● Problem to solve
Count the lines below that contain the string "truck", treating uppercase and lowercase as different. Reply with the number alone.

** start **

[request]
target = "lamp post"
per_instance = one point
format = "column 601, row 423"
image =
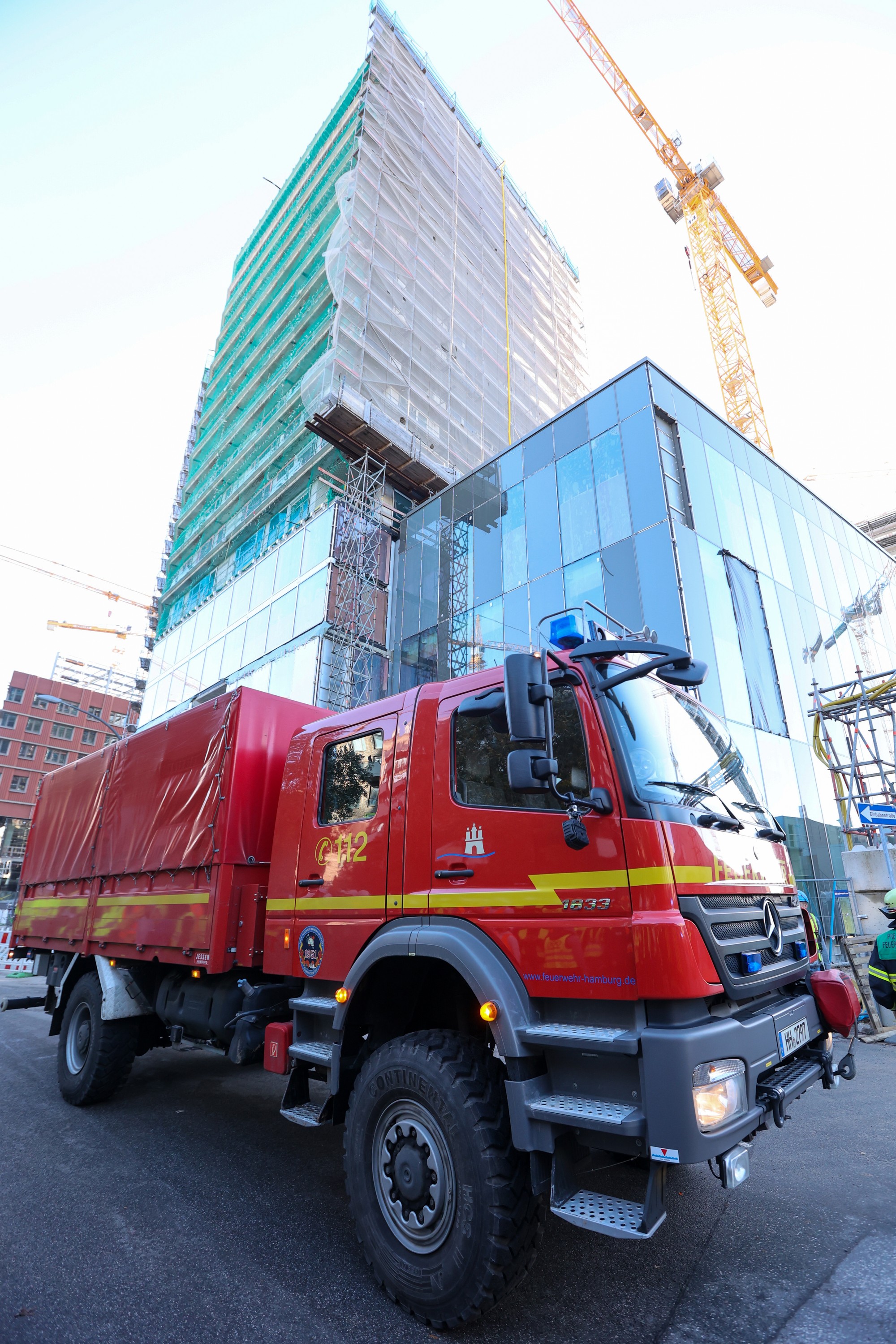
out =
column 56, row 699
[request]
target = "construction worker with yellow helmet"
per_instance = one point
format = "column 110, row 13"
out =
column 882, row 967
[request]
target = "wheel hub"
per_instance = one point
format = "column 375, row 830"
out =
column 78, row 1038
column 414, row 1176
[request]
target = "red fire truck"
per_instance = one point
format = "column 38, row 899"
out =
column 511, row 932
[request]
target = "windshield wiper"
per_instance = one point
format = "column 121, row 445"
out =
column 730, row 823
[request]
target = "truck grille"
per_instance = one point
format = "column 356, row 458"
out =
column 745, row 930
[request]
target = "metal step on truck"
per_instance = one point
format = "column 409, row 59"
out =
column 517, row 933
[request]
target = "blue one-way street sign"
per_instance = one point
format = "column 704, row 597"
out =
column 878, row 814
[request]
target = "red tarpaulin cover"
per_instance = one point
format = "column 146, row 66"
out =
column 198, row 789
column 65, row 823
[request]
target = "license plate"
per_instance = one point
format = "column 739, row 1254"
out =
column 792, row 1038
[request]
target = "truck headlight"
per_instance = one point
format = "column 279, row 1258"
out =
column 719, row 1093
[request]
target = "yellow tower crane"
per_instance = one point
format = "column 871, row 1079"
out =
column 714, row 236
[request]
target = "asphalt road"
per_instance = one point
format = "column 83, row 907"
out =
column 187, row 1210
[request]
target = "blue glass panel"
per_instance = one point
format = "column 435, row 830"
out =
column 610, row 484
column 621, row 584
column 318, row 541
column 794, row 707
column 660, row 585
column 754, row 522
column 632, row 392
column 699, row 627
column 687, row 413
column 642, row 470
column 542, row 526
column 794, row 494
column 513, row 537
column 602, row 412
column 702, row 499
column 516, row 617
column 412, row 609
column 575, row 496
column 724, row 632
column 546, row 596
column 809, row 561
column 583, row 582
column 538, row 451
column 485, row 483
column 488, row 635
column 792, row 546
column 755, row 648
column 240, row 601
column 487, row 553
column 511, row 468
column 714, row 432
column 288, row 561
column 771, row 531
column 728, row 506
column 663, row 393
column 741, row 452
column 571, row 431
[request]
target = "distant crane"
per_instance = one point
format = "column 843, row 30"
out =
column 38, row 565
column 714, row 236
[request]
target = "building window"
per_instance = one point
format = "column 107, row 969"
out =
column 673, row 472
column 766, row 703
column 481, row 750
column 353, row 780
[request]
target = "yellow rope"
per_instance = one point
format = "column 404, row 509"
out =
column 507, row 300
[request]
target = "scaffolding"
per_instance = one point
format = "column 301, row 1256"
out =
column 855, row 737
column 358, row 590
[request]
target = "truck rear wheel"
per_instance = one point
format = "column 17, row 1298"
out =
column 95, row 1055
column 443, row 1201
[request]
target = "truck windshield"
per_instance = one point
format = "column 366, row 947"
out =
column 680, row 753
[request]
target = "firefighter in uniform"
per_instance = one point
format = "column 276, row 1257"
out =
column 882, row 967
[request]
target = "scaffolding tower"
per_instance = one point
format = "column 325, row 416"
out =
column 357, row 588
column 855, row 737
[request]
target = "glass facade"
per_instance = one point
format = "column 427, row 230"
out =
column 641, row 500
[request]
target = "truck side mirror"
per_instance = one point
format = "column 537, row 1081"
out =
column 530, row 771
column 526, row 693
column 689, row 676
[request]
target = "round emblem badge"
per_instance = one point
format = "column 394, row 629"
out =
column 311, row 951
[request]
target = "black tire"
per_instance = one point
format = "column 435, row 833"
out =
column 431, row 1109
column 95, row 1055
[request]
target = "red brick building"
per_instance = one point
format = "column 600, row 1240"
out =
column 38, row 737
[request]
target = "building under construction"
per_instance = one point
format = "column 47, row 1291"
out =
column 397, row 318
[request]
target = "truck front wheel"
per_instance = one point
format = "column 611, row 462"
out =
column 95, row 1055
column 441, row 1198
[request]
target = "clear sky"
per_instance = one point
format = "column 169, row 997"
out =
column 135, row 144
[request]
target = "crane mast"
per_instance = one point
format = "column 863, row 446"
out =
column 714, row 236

** end **
** start **

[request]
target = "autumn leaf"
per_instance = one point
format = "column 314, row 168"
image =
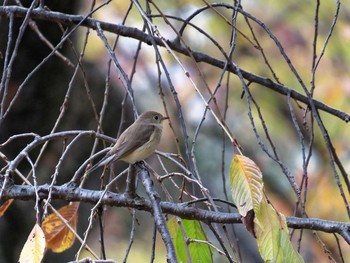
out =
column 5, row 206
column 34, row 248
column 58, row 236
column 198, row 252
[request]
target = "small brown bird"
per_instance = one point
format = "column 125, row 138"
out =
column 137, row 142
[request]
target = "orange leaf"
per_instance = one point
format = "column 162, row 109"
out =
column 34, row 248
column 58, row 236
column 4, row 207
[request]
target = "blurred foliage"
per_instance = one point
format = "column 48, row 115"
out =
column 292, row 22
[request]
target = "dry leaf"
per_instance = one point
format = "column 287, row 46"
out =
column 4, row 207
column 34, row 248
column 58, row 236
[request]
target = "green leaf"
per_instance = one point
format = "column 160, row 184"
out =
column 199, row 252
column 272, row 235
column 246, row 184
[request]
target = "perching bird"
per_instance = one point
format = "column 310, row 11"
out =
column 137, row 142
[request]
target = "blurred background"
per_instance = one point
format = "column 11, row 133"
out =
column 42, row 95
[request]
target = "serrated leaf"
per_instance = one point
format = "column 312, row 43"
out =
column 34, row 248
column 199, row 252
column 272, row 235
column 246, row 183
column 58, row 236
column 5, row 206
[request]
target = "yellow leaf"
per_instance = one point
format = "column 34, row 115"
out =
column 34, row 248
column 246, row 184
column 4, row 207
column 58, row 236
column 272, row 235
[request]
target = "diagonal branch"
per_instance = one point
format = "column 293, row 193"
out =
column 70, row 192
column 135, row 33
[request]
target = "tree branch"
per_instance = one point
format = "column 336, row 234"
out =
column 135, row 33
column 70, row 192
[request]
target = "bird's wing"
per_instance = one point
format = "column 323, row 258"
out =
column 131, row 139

** end **

● Solution to this problem
8